Task material start

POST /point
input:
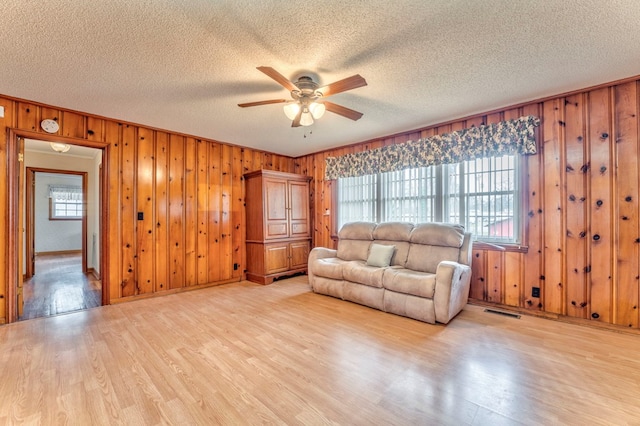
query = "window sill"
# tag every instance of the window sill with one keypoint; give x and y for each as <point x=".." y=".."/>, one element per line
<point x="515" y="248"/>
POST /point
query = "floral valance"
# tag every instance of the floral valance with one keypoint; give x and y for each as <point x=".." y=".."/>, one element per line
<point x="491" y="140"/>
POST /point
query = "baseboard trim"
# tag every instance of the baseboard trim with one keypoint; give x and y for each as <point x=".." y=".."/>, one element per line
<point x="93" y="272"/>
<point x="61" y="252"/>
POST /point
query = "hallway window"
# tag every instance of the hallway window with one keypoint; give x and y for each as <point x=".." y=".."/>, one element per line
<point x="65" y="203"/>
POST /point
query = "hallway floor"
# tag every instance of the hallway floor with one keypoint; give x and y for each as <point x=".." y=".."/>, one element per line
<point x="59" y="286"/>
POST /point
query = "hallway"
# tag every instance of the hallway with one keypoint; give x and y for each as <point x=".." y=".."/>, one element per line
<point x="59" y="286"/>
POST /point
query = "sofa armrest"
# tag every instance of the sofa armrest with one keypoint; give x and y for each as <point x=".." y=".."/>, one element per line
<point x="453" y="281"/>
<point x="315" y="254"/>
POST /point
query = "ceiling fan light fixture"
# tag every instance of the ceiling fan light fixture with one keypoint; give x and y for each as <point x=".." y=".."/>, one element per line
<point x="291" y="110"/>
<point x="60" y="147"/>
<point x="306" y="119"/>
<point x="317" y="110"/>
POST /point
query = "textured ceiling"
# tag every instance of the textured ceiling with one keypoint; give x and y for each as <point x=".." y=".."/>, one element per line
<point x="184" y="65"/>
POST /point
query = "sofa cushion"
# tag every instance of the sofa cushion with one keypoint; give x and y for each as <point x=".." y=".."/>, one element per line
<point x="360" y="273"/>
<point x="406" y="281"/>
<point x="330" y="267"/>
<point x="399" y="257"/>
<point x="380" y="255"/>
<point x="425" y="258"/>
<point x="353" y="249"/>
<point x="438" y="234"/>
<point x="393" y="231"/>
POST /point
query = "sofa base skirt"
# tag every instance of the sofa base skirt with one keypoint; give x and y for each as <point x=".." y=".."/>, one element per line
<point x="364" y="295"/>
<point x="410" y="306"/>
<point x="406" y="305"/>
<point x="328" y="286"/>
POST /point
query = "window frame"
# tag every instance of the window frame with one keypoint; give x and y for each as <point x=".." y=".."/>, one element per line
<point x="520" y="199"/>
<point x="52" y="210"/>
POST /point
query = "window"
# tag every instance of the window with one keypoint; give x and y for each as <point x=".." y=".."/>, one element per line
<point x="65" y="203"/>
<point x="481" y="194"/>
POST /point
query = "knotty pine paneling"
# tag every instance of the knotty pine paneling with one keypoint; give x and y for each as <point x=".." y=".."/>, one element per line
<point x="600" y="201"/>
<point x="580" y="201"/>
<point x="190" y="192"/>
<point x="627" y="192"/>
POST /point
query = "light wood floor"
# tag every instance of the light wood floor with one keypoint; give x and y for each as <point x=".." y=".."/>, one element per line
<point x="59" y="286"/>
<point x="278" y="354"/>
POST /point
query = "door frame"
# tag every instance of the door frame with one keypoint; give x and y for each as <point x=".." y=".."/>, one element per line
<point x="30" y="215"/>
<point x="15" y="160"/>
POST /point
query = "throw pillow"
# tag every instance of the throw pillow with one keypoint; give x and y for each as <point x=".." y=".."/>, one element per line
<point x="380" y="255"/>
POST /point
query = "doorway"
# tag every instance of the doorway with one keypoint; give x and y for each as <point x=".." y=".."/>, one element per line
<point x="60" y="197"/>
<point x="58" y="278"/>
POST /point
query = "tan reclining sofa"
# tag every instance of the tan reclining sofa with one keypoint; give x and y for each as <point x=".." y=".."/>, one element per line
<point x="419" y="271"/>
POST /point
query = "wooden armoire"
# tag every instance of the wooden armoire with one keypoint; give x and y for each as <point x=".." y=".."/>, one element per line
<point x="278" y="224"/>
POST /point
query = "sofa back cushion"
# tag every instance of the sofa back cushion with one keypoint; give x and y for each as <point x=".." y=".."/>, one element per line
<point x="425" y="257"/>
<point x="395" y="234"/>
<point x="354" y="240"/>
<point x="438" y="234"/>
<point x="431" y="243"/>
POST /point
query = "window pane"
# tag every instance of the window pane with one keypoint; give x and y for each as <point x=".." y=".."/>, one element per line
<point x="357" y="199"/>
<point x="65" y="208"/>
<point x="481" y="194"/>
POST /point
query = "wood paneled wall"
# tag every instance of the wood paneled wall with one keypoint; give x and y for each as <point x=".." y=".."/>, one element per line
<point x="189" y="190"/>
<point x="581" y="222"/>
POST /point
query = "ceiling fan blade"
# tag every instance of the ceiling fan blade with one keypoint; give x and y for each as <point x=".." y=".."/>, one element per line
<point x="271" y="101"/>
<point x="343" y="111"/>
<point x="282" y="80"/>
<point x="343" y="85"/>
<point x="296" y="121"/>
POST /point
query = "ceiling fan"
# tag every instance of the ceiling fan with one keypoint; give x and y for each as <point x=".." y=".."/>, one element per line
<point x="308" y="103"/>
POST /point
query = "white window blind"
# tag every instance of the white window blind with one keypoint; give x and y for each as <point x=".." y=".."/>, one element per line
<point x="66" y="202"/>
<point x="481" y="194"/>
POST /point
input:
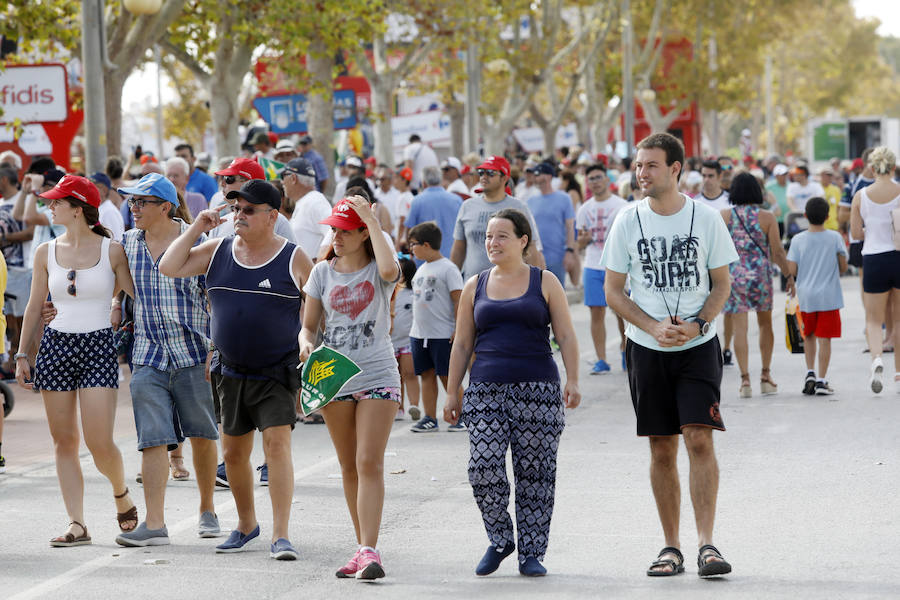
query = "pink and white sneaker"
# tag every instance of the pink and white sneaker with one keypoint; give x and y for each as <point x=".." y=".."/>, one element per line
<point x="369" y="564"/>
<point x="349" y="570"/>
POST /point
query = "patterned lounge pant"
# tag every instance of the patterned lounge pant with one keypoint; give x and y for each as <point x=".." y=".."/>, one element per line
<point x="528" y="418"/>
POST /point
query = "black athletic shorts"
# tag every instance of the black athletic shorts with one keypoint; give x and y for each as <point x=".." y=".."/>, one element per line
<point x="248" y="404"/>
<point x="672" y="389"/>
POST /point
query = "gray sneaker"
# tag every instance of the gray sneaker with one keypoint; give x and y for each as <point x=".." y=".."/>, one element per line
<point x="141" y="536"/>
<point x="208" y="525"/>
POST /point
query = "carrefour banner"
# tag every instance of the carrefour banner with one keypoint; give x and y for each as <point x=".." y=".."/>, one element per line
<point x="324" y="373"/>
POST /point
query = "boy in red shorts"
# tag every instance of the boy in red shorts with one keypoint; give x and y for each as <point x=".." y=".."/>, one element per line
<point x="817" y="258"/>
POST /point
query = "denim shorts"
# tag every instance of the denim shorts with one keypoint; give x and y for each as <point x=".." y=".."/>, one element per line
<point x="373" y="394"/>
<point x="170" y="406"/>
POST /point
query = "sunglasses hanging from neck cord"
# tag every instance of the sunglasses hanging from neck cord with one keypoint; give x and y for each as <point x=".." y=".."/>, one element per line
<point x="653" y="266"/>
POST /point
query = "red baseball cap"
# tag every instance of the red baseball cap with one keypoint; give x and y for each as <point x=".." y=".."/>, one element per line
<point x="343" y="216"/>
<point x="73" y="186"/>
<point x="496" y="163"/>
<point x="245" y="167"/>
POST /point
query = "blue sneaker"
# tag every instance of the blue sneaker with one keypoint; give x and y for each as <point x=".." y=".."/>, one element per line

Task material end

__Set task__: Please collect every line of the records that contains the word "textured" and copy each one out in full.

__Result of the exercise__:
query = "textured ceiling"
# tag every instance of the textured ceiling with one keypoint; give x and y for each as <point x=".." y=".."/>, one element per line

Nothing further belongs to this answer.